- [INSTRUCTIONS FOR THE TASK]: Filter the data below and copy out every line that contains the string "grey". Matching is case-sensitive.

- [EXTRACTED INFORMATION]:
• • • • • • •
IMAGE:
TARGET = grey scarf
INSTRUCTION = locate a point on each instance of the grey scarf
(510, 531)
• • • • • • •
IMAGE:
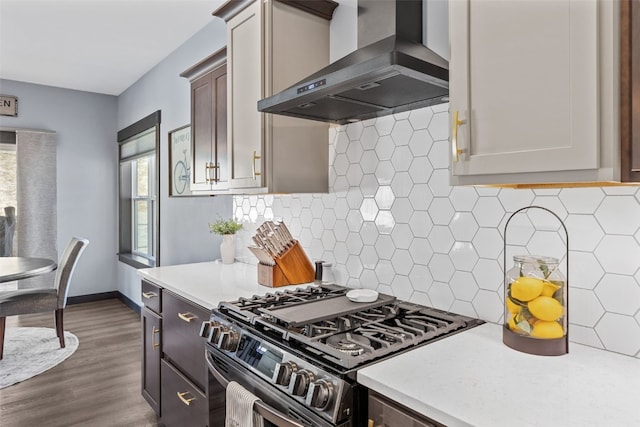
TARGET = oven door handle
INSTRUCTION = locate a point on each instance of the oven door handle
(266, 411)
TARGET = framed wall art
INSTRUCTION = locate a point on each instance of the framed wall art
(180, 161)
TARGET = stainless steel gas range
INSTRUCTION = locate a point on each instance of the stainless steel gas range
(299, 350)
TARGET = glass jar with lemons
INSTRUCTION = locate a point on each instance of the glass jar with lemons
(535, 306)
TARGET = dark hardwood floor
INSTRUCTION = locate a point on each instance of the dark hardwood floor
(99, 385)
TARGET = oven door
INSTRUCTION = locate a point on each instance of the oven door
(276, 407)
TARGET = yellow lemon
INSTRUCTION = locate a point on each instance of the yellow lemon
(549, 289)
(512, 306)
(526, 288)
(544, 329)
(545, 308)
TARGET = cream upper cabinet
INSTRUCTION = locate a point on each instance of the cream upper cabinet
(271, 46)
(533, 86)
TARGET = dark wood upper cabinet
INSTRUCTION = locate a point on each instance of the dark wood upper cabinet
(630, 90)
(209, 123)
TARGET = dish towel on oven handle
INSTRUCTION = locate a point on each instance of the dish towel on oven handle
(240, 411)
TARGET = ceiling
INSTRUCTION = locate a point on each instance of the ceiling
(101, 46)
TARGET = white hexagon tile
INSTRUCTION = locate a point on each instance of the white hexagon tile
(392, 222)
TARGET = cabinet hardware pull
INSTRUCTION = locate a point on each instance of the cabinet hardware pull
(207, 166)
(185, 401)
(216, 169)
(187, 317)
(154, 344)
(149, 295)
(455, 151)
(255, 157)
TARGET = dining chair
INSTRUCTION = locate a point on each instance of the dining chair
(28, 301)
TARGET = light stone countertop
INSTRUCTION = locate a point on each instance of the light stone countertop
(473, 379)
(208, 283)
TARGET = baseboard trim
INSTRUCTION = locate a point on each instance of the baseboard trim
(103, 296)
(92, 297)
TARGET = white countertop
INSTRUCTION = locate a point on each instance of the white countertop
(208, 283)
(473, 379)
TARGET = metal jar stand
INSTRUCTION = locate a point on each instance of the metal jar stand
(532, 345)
• • • • • • •
- [CORRECT RESPONSE]:
TARGET = grey scarf
INSTRUCTION = locate a point on each instance of the grey scarf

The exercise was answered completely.